Consigne A -
Dans le texte sur la présentation de « La Haine » à Cannes, relevez le nom de chaque personne dont des paroles sont citées entre guillemets.
Consigne B -
Reproduisez mot pour mot le passage du texte sur « La Haine » à Cannes qui va de « Standing ovation, merguez » jusqu'à « réjouit Christophe Rossignon. ».
Consigne C -
Prolongez le récit de la soirée cannoise de « La Haine » en reprenant juste après sa dernière phrase.

Texte cité -
^^^^
Au pied des marches, Christian Caujolle, à l'époque directeur de l'agence VU, invité lui aussi pour avoir collaboré avec le réalisateur au livre Jusqu'ici tout va bien (éd. Actes Sud), se souvient des rires. "D'habitude, une montée des marches, c'est formel. Là, on se marrait de se voir en costumes, il n'y avait pas de hiérarchie, c'était un jeu." Auquel participe d'ailleurs Philippe Douste-Blazy, ministre de la Culture de l'époque. "J'ai voulu monter les marches avec eux, c'était un choix politique, souligne-t-il. C'était un sujet majeur et le film mettait le doigt sur un état de fait jamais mis au grand jour."

Le ministre de la Culture Philippe Douste-Blazy aux côtés d'Hubert Koundé, Mathieu Kassovitz, Vincent Cassel et Saïd Taghmaoui lors de la montée des marches du film "La Haine" le 27 mai 1995. (POOL ARNAL/GARCIA/PICOT / GAMMA-RAPHO / GETTY IMAGES)

L'ancien ministre n'a pas oublié la scène du miroir de Vincent Cassel, "inouïe", ni cette fin "affreuse". A ce propos, Marc Duret, assis à côté de lui durant la projection, se souvient le voir mettre sa main devant les yeux pour ne pas voir le dénouement. "Je lui ai dit 'Monsieur le ministre, c'est mon moment. Ne vous cachez pas les yeux', raconte l'interprète du flic Notre Dame. Il m'a félicité après, mais il avait été secoué par le film."

Standing ovation, merguez et François Truffaut

Quand les lumières se rallument après la projection, "c'est un coup de poing qu'on vient de prendre", lâche Michèle Ray-Gavras, productrice et membre du jury présidée cette année-là par Jeanne Moreau. L'équipe a droit à une standing ovation. "C'est un tonnerre d'applaudissements, on kiffe, on est debout, on s'embrasse, on s'enlace", se rappelle Christophe Rossignon. Puis tout le monde file profiter de la soirée organisée sur le parking de l'hôtel Palm Beach avec enceintes, barbecues et merguez, pour mieux rejouer la fameuse scène du toit. "Tout le gratin du cinéma est venu en pingouin et il y avait les mômes de la cité aussi", se réjouit Christophe Rossignon.

"Je ne me rappelle plus du tout de la soirée, mais je me suis bien comporté", rigole François Levantal. "Il y avait des merguez, mais aussi du champagne", sourit Christian Caujolle, et du "matos" – sous-entendu du shit –, précise un autre participant. "Ce n'était pas forcément la rencontre de deux mondes, Cannes et la banlieue, mais plutôt une sorte de reconnaissance, un regard différent sur ces gens originaires de cité grâce à la qualité du film", ajoute Christian Caujolle.
^^^^
Données fournies -

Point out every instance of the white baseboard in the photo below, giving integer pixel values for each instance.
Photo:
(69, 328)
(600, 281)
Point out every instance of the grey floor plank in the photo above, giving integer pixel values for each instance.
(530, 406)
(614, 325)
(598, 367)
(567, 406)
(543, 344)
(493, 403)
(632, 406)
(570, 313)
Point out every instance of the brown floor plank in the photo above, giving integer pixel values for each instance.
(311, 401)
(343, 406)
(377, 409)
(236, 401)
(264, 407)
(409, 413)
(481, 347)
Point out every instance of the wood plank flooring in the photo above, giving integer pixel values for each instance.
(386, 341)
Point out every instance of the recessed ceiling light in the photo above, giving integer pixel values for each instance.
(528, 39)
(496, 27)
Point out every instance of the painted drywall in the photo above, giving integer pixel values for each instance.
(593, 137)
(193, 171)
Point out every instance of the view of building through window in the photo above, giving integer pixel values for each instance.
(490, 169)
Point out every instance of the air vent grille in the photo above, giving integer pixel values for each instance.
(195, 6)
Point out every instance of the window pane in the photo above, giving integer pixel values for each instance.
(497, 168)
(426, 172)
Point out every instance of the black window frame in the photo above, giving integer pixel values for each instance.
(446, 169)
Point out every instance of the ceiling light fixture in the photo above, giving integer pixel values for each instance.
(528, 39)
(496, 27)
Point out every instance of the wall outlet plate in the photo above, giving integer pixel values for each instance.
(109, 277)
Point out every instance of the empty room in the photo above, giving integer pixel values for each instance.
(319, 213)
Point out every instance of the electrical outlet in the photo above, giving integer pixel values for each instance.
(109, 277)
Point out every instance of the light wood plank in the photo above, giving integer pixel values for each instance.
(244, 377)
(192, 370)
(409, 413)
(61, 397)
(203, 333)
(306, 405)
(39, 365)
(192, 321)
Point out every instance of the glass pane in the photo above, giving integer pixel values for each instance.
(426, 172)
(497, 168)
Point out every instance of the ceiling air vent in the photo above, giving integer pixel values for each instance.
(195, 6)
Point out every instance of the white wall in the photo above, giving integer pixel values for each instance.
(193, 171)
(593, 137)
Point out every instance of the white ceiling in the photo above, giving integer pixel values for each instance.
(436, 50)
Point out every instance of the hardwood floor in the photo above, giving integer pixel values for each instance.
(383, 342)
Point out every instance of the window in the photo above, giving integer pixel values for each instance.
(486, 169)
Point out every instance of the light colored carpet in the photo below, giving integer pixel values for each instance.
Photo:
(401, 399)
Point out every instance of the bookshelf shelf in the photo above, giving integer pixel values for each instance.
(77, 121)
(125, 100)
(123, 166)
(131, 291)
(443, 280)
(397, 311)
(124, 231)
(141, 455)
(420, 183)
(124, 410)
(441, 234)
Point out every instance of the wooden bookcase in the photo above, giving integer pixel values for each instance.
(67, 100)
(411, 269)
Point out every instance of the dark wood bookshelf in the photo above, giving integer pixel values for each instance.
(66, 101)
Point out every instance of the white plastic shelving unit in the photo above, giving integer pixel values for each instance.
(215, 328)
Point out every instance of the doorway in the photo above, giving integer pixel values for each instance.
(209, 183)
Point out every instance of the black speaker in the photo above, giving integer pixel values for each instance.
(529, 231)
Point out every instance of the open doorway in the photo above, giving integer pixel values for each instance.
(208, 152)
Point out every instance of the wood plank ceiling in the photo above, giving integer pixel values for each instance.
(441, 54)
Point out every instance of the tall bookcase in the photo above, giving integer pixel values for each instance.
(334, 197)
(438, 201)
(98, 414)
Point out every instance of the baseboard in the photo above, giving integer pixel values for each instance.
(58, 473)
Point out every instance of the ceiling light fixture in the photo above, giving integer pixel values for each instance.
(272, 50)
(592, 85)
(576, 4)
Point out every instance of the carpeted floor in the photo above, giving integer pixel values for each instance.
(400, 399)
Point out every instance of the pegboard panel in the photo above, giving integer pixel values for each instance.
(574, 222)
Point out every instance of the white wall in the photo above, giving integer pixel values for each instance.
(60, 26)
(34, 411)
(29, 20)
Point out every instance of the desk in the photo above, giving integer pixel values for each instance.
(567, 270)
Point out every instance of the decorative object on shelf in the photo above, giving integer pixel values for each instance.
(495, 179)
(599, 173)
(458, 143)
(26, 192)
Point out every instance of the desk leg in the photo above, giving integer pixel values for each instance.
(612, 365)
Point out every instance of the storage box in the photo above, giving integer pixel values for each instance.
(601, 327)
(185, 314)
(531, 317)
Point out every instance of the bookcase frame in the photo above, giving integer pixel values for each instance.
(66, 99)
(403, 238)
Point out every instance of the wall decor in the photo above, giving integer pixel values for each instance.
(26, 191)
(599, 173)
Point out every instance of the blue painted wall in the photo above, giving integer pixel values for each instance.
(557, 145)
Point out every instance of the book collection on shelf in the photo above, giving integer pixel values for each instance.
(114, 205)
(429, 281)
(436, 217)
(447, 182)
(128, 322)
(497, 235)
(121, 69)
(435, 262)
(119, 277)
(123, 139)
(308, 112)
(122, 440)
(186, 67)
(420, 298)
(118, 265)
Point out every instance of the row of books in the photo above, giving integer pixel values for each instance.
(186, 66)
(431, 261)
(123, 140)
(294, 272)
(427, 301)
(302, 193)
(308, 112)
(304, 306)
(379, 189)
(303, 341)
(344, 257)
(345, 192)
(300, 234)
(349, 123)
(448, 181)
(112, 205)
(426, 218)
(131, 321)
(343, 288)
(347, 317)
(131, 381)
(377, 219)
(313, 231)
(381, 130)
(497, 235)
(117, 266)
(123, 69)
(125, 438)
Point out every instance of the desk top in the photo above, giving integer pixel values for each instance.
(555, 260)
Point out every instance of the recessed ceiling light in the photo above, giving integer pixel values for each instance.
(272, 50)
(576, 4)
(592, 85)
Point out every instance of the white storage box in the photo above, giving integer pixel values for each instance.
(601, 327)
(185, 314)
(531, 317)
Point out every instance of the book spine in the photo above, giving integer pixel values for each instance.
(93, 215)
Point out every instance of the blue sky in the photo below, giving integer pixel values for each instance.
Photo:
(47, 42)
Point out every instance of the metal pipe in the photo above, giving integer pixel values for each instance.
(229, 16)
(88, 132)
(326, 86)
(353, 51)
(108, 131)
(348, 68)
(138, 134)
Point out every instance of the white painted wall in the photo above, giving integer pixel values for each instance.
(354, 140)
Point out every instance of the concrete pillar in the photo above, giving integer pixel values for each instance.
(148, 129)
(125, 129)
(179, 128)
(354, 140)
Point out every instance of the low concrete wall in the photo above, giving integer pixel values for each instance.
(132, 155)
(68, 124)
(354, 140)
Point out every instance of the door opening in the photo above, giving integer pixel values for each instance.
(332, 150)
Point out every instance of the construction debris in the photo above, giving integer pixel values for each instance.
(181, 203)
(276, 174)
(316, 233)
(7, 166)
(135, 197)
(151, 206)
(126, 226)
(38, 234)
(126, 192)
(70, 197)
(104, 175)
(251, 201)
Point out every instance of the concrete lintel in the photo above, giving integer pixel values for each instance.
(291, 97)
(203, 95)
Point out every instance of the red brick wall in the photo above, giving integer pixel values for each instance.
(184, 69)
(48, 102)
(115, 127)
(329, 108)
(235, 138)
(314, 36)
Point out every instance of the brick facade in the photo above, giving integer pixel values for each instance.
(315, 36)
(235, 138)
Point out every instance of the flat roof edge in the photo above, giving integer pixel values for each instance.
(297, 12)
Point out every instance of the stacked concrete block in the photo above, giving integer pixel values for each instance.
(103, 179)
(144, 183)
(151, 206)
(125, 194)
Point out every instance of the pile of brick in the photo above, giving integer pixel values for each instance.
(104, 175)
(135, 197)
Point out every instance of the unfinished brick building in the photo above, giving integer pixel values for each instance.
^^^^
Bonne réponse A -
- Christian Caujolle
- Philippe Douste-Blazy
- Marc Duret
- Michèle Ray-Gavras
- Christophe Rossignon
- François Levantal

Bonne réponse B -
Standing ovation, merguez et François Truffaut

Quand les lumières se rallument après la projection, "c'est un coup de poing qu'on vient de prendre", lâche Michèle Ray-Gavras, productrice et membre du jury présidée cette année-là par Jeanne Moreau. L'équipe a droit à une standing ovation. "C'est un tonnerre d'applaudissements, on kiffe, on est debout, on s'embrasse, on s'enlace", se rappelle Christophe Rossignon. Puis tout le monde file profiter de la soirée organisée sur le parking de l'hôtel Palm Beach avec enceintes, barbecues et merguez, pour mieux rejouer la fameuse scène du toit. "Tout le gratin du cinéma est venu en pingouin et il y avait les mômes de la cité aussi", se réjouit Christophe Rossignon.

Bonne réponse C -
Le lendemain, pendant que l'équipe enchaîne encore les entretiens, le jury se retire pour délibérer sur le palmarès. "Très vite, on est tombés d'accord pour donner le prix de la mise en scène à Mathieu", retrace Michèle Ray-Gavras. La femme du réalisateur Costa Gavras se rappelle d'ailleurs d'un message laissé au rouge à lèvres sur la glace de la salle de bain par son fils, Romain, qui l'avait rejoint pour quelques jours : "Si Mathieu n'a pas de prix, ce n'est pas la peine de rentrer à la maison."

A l'époque, les Gavras et les Kassovitz sont voisins à Paris. Michèle Ray-Gavras a vu grandir Mathieu, elle ne peut contenir ses larmes quand il monte chercher son prix. "C'est la famille", souffle-t-elle. A 27 ans, au même âge que François Truffaut pour Les Quatre Cents Coups, il reçoit le prix de la mise en scène. "Mes parents étaient dans la salle, mon père [Peter Kassovitz, lui aussi réalisateur] n'a jamais eu ces honneurs et ne comprenait pas pourquoi j'avais fait ce film. Là, il a compris. Ce prix, c'était pour eux, raconte Mathieu Kassovitz. Après, mon père m'a dit 'C'est bon, tu as payé tes couches, tu ne ne me dois plus rien'."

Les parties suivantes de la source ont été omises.